The next day, the birth unit called me. She said that she saw in the book that they were expecting me yesterday (I didn't have an appointment though) and that they hadn't seen me. I jumped in, explaining the weird scan and how they hadn't given me any results and how I am going back at 36 weeks. She then surprised me when said that she had my results with her (ultrasound, midwife program and birth unit are all at the same hospital), and that she had just spoken to the team of doctors on my case (eh? I've only been seeing midwives as it's been a low risk pregnancy), and that the doctors want to meet with me as soon as possible. She asked me to call their office as soon as I got off the phone and to book in to see Dr Rizvi (I think she's the head doctor?) as soon as they could book me in after she got back from annual leave. I was a bit shocked - why would they want to see me before my next scan? Anyway, I am booked in to see her on Tuesday next week, which was the earliest available apparently.

So that whole "meeting with the doctors" thing got me panicking a little bit. So I googled "blood vessels close to cervix pregnancy" and whoah boy why did I do that?!?
# # #
▶ **TASK SET**
1) List the three services that the pregnancy account says are all at the same hospital.
2) Extend the pregnancy account with a few more sentences that pick up after its last line.

▶ **Data excerpts**
# # #
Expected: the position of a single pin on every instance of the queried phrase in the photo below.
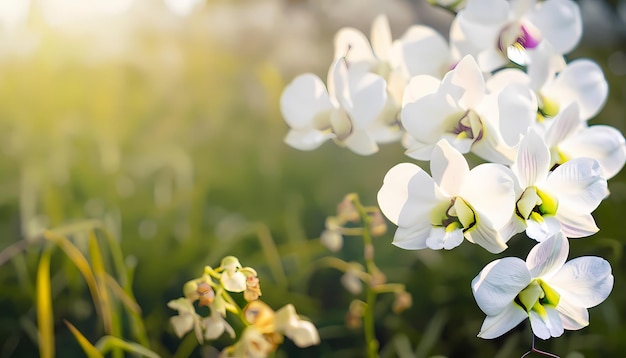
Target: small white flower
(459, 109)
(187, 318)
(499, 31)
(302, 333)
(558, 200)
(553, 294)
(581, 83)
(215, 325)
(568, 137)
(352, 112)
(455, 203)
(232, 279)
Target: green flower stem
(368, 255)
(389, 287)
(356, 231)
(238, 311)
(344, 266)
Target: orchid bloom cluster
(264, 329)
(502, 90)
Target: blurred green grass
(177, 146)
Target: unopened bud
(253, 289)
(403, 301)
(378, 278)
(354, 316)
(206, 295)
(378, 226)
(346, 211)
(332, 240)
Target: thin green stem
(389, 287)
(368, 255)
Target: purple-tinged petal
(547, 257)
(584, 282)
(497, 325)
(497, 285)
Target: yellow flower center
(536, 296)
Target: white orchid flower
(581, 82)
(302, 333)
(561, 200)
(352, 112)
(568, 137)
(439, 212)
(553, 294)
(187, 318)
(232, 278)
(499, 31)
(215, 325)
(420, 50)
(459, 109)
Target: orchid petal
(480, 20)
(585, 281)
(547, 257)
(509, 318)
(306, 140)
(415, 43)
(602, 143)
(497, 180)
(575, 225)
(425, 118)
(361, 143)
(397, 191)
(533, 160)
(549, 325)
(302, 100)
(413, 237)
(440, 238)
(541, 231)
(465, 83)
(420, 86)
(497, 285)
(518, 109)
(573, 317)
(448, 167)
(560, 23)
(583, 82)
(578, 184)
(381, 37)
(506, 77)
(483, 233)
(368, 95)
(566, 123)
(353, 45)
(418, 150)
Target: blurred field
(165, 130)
# # #
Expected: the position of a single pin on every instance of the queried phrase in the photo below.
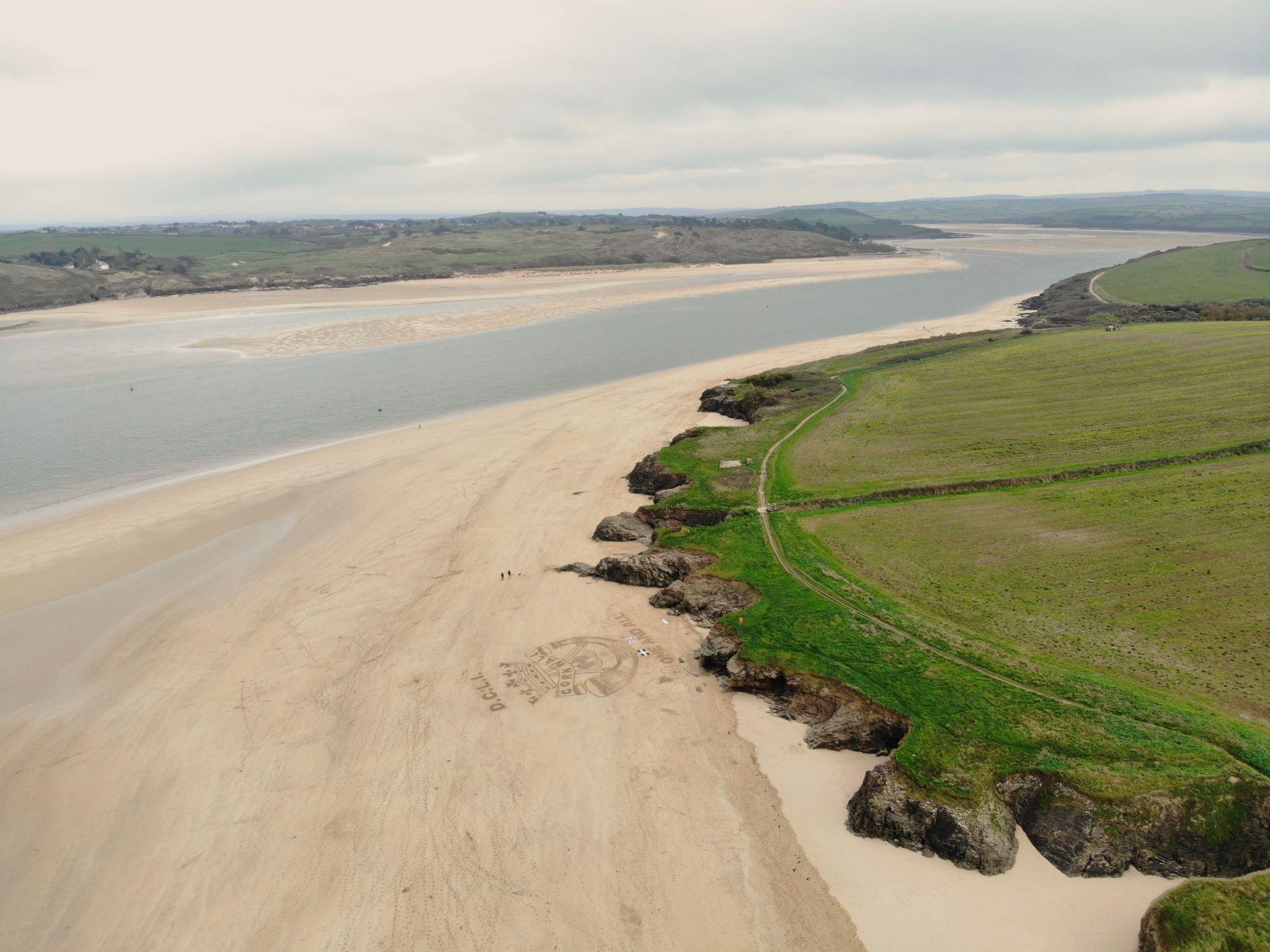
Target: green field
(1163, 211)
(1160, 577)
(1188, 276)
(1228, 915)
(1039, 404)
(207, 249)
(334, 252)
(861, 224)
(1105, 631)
# # #
▶ **RESPONSES FOR EACH TASK**
1) Ultrasound, the midwife program, and the birth unit.

2)
I couldn't find anything on maternal vessels near the cervix, but there is plenty of scary fucking shit on fetal blood vessels near the cervix. It's called Vasa Previa (meaning vessels in the way of the baby) and if that is what I have got, it seems that if my membranes break, the blood vessels are extremely prone to breaking and baby can bleed out and die within 4-5 minutes. It's rare, one stat I saw was something like 1:3000 pregnancies. It's not often diagnosed before labour, and fetal death rates when not diagnosed pre-labour are something like 98%. The only safe option is early cesarean before the mother has a chance to go into labour. Risk factors include low lying placenta. So yeah. Ugh.

But most sources said (I used my uni's account with Google Scholar to read studies on the condition, more reliable, scientific, not as emotive language, less scary research tbh) that when diagnosed at antenatal scans, that survival rates are over 97%. Also, most mothers diagnosed with this are hospitalised as soon as possible.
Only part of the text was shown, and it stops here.